- Short problem: Quote exactly the lines running from the line with "the man's ear" to the end of the entries, including both, and nothing else.

-- Materials provided start --

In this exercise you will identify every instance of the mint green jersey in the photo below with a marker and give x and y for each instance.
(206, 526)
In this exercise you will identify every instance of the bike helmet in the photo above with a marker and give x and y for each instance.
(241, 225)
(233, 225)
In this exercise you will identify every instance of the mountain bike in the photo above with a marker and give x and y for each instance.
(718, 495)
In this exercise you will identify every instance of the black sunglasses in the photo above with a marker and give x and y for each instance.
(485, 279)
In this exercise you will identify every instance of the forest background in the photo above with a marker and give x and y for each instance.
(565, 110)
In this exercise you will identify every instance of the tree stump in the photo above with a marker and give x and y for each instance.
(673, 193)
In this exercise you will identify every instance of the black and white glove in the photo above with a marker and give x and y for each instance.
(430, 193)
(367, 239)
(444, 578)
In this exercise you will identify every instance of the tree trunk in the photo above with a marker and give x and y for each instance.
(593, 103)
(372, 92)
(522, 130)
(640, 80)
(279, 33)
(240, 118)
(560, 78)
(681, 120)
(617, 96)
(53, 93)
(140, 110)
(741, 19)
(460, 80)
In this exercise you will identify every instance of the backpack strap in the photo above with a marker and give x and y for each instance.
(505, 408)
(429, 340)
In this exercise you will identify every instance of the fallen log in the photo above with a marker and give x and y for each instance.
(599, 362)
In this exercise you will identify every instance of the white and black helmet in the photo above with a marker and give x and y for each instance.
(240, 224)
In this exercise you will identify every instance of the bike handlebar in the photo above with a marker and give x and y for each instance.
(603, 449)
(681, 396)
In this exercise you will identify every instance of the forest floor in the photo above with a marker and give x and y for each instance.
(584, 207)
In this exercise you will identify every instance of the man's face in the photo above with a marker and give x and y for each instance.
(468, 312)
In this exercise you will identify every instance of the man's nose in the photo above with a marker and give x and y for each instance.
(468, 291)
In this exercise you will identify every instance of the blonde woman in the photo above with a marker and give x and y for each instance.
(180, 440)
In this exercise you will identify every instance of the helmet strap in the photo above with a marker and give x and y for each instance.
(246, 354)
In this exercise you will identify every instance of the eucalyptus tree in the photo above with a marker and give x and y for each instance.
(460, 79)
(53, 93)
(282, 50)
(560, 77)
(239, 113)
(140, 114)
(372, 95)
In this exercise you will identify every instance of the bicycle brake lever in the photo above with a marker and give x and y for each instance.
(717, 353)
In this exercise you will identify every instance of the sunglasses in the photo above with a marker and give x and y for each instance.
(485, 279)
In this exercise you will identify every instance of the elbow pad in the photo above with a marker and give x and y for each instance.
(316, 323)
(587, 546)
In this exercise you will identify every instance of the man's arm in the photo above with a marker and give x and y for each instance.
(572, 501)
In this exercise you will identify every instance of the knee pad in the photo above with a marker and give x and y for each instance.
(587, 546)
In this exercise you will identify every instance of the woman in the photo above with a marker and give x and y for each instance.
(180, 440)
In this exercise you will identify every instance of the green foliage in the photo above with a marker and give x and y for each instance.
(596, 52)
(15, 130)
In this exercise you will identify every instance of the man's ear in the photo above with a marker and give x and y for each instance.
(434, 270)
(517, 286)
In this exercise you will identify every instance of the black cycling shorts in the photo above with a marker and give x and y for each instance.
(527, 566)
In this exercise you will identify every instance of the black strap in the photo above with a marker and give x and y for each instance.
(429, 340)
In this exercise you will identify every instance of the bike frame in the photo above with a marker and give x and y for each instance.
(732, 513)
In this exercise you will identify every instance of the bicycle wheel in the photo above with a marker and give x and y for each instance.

-- Materials provided end --

- Correct answer:
In this exercise you will identify every instance of the man's ear in the photo above with a marker and give x and y for each instance.
(434, 270)
(517, 286)
In this exercise you will identify every instance of the black cycling shorts in the photo above with a marker and give x and y for each instance.
(527, 566)
In this exercise you will identify every instance of the black strap in the photo above with a marker and give x and y for each instance.
(429, 340)
In this exercise you will identify every instance of the bike frame in the photo above with a marker and give x and y for each instance.
(732, 513)
In this exercise you will identify every instance of the bicycle wheel in the photo above with a marker and give x and y for each instance.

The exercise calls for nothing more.